EXERCISE REQUIREMENTS — Reproduce all of the lines below, requests included, and offset every bounding box coordinate in the outputs by -122. Leave the numbers in the requests and the format sample [148, 0, 977, 373] unchanged.

LISTING —

---

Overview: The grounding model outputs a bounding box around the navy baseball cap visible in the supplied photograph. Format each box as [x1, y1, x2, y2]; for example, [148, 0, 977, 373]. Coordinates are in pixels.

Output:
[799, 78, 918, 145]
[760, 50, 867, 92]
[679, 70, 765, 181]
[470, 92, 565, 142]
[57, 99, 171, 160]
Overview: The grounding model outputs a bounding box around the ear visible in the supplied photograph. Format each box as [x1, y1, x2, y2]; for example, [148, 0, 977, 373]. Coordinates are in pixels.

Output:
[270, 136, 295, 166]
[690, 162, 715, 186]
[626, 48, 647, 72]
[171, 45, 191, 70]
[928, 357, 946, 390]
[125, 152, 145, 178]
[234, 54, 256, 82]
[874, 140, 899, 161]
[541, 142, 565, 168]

---

CORRECT ANSWER —
Overview: The grounding model outputs a bounding box around the navy baseball cap visible in the supplied photograph. Format each box as [x1, y1, x2, y2]; for example, [148, 0, 977, 373]. Coordinates are in pixels.

Output:
[677, -44, 796, 23]
[638, -72, 745, -30]
[557, -52, 643, 59]
[348, -30, 443, 20]
[-65, -23, 49, 38]
Overview: The grounding model outputs a bounding box around the ear visible in the supplied photograph. Format each box as [x1, y1, x2, y2]; for example, [148, 0, 977, 373]. Coordinates are in pixels.

Output:
[148, 14, 173, 44]
[568, 40, 593, 64]
[504, -74, 525, -50]
[49, -77, 69, -52]
[806, 235, 824, 268]
[3, 30, 23, 56]
[112, -68, 134, -40]
[752, 18, 777, 39]
[419, 20, 443, 46]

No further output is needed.